▶ _Task instructions_:
- A) In the 2019 AHEAD conference program highlights, reproduce word for word the passage from "Get the Most" up to and including "and networking opportunities.".
- B) Check each statement against the 2019 AHEAD conference program highlights. Answer yes or no, and quote the words from the text that decide it. (i) The anti-ableism caucusing is held in the Faneuil room. (ii) Participants in the anti-ableism caucusing pay an extra fee. (iii) The walk-through of AHEAD resources takes place over lunch on Friday.
- C) According to the 2019 AHEAD conference program highlights, what is Jane Johnston's position?

2019 AHEAD Conference Program Highlights

As you look through the wide variety of concurrent and poster presentations offered this year, you’ll see distinctive icons flagging sessions that focus on highlighted conference topics. We encourage you use this information to enhance your conference experience and to focus your attendance if you are looking for a specific emphasis in your professional development.

Anti-Ableism Caucusing

Wednesday,  July 10, 6:00 pm - 8:00 pm (Faneuil room)

Disabled DS Provider Caucus
Teryn Robinson, Constultant
Elizabeth (liz) Thomson, M.A., University of Illinois Chicago
Non-Disabled DS Provider Caucus
Jen Dugger, M.A., Portland State University
Melanie Thornton, M.A., University of Arkansas

We are all affected by institutional ableism, and we must work together to dismantle it. This session will be split into two: one group for DS providers who identify as disabled, having disabilities, or having a lack of privilege to do with ability, health, and/or navigating systems and barriers; the other for DS providers who identify as non-disabled or who have non-disabled privilege. This division of DS providers into separate groups provides an environment and intention to critically engage in dialogue about how disability-related power and privilege (or the lack thereof) impact each of us, and how that impact is then felt by the students and colleagues with whom we work. Both groups will discuss strategies for liberation and change. All participants will come together in the final hour. There is no extra fee to participate, but facilitators ask that you sign up in advance using this sign up form. Space is limited.


Friday, July 12 and Saturday, July 13, 8:00 am - 8:45 am

Start your day with four dynamic Talks inspired by the famous TED Talks and enjoy a morning coffee or tea with colleagues. AHEAD Talks are personal story-like presentations designed to have impact the audience on a personal level, providing insights, inspiration, and an opportunity for reflection. This year’s Talks include:

  • Can You Really Understand Me?
  • Our Goal is Not Compliance - and Why Yours Shouldn’t be Either
  • Stewards of the Profession: Educating the Future Leaders of Campus Accessibility and Inclusion
  • Pursuing Discomfort: Experiencing Growth and Peace by Finding and Embracing the Uncomfortable

Featured Presentations

Thursday, July 11, 3:30 - 5:00 pm

Twice during the conference, we’ll highlight popular presentations on important and emerging issues. The following sessions will be offered with minimal competition and in large venues to allow for large audiences:

  • OCR Year in Review; Mary Lou Mobley, Office of Civil Rights
  • Everyday Ableism - Exploring Disability Bias and Microaggressions
  • Universal Design for Learning: Accessible To ALL
  • The Dance of Coaching: How to Support Parents Who Want to Cut In?
  • Online Access & Accommodations: We've Been There, Done That
  • Legal Year in Review
  • Know Your WHY to Excel at Your WHAT
  • Building a Campus-Wide Universal Design Framework from the Ground Up

Get the Most of AHEAD!

Over lunch on Saturday (12:45-1:45), join us for a walk-through of AHEAD resources:

Gavin Steiger, M.J.Ed., University of Houston Clear Lake
Jane Johnston, Manager of Membership, AHEAD

If you are new to AHEAD or disability resources/services in higher education or wanting to learn more about AHEAD’s resources, this meeting is for you! Representatives from AHEAD's Membership Stakeholder Group, leaders, and staff will share the many resources available through AHEAD. We’ll highlight AHEAD, highlighting online communities and resources, professional development events, and networking opportunities.

▶ _Data listing_:
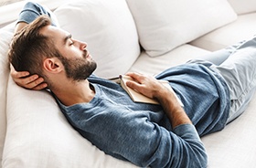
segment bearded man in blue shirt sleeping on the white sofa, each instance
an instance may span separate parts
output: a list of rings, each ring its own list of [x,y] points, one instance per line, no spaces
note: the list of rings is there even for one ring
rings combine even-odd
[[[29,7],[23,15],[45,11],[40,5]],[[119,84],[92,75],[96,63],[87,44],[51,26],[47,16],[32,23],[19,20],[16,30],[21,31],[9,52],[11,64],[23,71],[13,68],[15,81],[30,89],[48,87],[83,137],[107,154],[139,166],[206,167],[199,136],[219,131],[238,117],[255,91],[253,40],[229,47],[232,52],[221,51],[229,58],[220,65],[195,60],[166,69],[156,79],[128,73],[135,81],[127,86],[160,102],[153,105],[134,103]],[[169,81],[184,108],[157,79]]]

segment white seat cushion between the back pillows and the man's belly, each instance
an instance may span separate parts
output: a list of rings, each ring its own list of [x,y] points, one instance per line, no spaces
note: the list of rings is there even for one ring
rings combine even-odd
[[[210,52],[205,49],[191,45],[176,47],[165,55],[154,58],[147,55],[146,52],[142,52],[141,56],[136,60],[129,71],[155,75],[166,68],[185,63],[192,58],[203,58],[203,56],[208,53]]]

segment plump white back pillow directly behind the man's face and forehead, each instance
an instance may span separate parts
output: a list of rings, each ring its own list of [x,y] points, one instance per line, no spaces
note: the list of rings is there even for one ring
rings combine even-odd
[[[54,13],[61,28],[87,42],[98,63],[95,74],[102,78],[127,72],[140,54],[133,16],[125,0],[81,0]]]

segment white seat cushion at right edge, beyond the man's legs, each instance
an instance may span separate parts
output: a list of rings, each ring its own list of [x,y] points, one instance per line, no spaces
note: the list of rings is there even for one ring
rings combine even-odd
[[[190,44],[210,51],[240,42],[256,34],[256,13],[238,16],[238,19],[227,26],[220,27]]]

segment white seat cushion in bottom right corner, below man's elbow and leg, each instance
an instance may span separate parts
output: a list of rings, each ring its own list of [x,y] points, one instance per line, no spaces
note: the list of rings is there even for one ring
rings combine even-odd
[[[209,167],[255,167],[256,95],[249,107],[222,131],[202,138],[208,152]]]

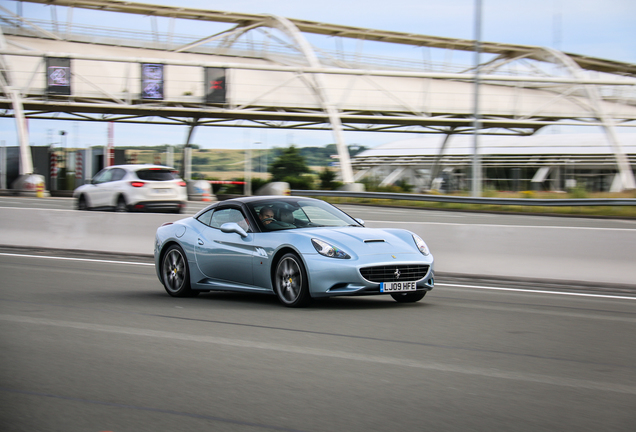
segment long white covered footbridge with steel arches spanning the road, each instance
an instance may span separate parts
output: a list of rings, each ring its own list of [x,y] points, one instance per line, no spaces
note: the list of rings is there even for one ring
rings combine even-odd
[[[0,6],[0,116],[187,125],[190,132],[197,126],[331,129],[345,183],[353,174],[343,131],[452,136],[478,127],[531,135],[555,124],[601,126],[623,187],[635,187],[614,133],[615,126],[636,127],[633,64],[486,42],[476,68],[461,61],[475,50],[469,40],[112,0],[31,2],[51,5],[51,19]],[[74,8],[146,15],[155,24],[139,31],[73,23]],[[57,19],[58,9],[66,11],[65,21]],[[211,31],[162,33],[161,19],[205,21]],[[327,49],[314,42],[317,36],[355,41],[356,48],[336,42],[338,49]],[[392,45],[427,54],[397,58],[378,49]],[[435,60],[448,51],[460,60]]]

▶ _Results for each task_:
- A)
Get the Most of AHEAD!

Over lunch on Saturday (12:45-1:45), join us for a walk-through of AHEAD resources:

Gavin Steiger, M.J.Ed., University of Houston Clear Lake
Jane Johnston, Manager of Membership, AHEAD

If you are new to AHEAD or disability resources/services in higher education or wanting to learn more about AHEAD’s resources, this meeting is for you! Representatives from AHEAD's Membership Stakeholder Group, leaders, and staff will share the many resources available through AHEAD. We’ll highlight AHEAD, highlighting online communities and resources, professional development events, and networking opportunities.

- B)
(i) Yes: "(Faneuil room)"
(ii) No: "There is no extra fee to participate"
(iii) No: "Over lunch on Saturday (12:45-1:45)"

- C) Manager of Membership, AHEAD.